*OBJECTIVE*
Restate each entry word for word, leaving nothing out.

*RECORD LIST*
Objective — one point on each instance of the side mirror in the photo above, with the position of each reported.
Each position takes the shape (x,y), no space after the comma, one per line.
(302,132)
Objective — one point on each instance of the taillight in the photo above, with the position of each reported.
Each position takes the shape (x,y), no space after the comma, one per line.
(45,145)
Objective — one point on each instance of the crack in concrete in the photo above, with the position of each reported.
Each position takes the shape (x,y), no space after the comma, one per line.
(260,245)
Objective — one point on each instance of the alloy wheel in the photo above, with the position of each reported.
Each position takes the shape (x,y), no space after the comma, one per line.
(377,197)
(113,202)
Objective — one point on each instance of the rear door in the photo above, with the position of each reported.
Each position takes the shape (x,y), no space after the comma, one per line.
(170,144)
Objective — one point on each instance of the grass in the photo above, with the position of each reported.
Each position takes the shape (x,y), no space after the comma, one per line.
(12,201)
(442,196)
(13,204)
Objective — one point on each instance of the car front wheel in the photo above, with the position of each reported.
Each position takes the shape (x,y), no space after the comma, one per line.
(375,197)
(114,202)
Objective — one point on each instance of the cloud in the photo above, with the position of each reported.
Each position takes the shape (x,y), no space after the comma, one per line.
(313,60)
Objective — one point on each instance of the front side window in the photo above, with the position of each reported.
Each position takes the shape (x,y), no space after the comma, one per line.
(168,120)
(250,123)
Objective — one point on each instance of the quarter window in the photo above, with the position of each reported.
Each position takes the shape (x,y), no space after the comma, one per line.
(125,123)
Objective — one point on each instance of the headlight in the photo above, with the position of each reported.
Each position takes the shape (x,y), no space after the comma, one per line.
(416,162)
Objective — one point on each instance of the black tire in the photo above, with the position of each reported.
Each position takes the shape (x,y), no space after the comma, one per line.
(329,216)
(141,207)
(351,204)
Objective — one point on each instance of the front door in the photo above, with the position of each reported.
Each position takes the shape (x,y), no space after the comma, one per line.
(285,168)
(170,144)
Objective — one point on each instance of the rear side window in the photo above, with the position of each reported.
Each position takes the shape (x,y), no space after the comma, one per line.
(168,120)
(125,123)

*SOLVED PROBLEM*
Objective — one point on each instance of the side mirror in the photo above, with the position of each reported.
Each position takes the shape (x,y), no space after the comma, one per line.
(302,132)
Objective — one point on each instance of the taillight in the photo above, with the position of each reported.
Each position takes the shape (x,y), no space after the comma, one per line.
(45,145)
Objective — one point on each instance of the crack in concrete in the photo above, with the position of each reported.
Each position takes the shape (x,y), no space after the comma, one per line.
(260,245)
Objective — one point on each instance of the alloy wheel in the photo above, with the position of each reported.
Each position takes the shape (x,y), no space after the comma, one per line.
(377,197)
(113,202)
Objective — one point on each instance of the rear door in the photo above, with the position of each reported.
Each position takes the shape (x,y), no space after the comma, one per line.
(170,144)
Objective — one point on each instance of the grass in the photo above, with the position of each reported.
Each position takes the shape (x,y), no space after the comma, one per line.
(12,201)
(442,196)
(13,204)
Objective — one point on each instance of the car front wheel in the photo above, with the position of each reported.
Each position takes the shape (x,y), no space after the comma, one per line.
(375,197)
(114,202)
Objective — one point on each instance of the cloud in the photo above, with the position of each reported.
Each position takes the shape (x,y), no space after the comma, one per line.
(313,60)
Objective — one point on each instance of the front side window in the photo above, with the position of each reported.
Each position takes the shape (x,y), no space after the comma, one per line.
(168,120)
(250,123)
Objective — one point on each instance of the quarter window in the photo above, with the position of each reported.
Each position takes the shape (x,y), no space after the comma, one per line.
(125,123)
Objective — one point on each instance of the headlight in the photo above, with the position of each reported.
Each position takes the shape (x,y), no space after the comma, one per line.
(416,162)
Objective — one point on each instance of the black tire in the photo above, with the position of each reported.
Each position takes the shape (x,y), no space after the comma, one per line.
(329,216)
(141,207)
(351,204)
Objective — one point on each instance of the front door in the photo above, with the position of each reported.
Each position takes the shape (x,y), no space after the comma, one per line.
(285,168)
(170,144)
Objective — one point on each instance of the rear side window in the photo above, with the position of each reported.
Each position takes the shape (x,y), no space after the comma, one per line.
(168,120)
(125,123)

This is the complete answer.